§ **Provided information**
_ _ _ _ _ _ _

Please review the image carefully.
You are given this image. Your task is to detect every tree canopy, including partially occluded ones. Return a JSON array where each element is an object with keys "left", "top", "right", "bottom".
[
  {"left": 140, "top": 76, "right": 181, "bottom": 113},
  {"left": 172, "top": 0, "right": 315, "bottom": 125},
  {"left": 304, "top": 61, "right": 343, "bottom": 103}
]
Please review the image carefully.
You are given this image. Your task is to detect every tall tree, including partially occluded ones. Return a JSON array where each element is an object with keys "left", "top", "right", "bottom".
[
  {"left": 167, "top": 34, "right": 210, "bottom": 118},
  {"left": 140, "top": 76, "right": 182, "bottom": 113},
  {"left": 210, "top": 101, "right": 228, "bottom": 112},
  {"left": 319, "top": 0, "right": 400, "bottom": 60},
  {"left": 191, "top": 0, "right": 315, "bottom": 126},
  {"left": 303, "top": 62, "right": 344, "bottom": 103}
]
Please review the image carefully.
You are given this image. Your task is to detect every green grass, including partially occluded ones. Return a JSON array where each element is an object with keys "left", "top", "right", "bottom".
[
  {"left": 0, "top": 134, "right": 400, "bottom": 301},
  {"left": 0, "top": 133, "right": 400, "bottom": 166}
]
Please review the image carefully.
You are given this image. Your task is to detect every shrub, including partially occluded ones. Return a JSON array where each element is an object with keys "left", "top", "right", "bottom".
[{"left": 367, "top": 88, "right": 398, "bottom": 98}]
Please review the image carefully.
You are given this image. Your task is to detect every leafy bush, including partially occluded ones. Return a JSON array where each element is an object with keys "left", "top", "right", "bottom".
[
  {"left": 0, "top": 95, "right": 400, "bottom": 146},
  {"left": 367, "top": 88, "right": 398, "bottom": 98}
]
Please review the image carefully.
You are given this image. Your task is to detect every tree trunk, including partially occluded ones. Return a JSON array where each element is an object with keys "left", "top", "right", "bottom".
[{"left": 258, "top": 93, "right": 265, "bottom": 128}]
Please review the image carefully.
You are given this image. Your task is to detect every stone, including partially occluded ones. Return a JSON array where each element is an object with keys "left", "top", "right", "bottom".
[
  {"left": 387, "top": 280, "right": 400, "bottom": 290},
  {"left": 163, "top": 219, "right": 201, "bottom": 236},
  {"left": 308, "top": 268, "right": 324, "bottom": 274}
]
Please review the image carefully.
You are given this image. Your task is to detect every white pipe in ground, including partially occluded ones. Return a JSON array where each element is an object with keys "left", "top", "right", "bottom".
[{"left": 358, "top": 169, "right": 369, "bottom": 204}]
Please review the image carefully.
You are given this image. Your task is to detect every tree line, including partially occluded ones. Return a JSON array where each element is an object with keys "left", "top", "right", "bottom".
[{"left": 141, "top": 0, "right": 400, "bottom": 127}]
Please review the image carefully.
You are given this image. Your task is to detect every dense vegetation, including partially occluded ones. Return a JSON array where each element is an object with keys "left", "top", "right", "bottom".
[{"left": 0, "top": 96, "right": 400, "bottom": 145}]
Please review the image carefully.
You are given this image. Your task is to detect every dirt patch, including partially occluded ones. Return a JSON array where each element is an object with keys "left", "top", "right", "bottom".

_ _ _ _ _ _ _

§ **What is asked**
Which lines in the entries above contain the word "tree"? Pull out each of those lines and copy it.

§ **Exercise solution**
You are given this image. Your task is to detect every tree canopy, including partially occluded ones. Return a JSON array where each element is an object with keys "left", "top", "right", "bottom".
You are given this image. Your task is to detect every tall tree, including partially occluded ones. Return a JSON array where each element is an object with keys "left", "top", "right", "bottom".
You are given this image. Your task is to detect every tree trunk, including partially occluded ones. Return a JSON array where each element is an object with keys "left", "top", "right", "bottom".
You are given this image. Your task is to detect every tree line, including partially occluded ones. Return a JSON array where each element is an object with keys "left", "top", "right", "bottom".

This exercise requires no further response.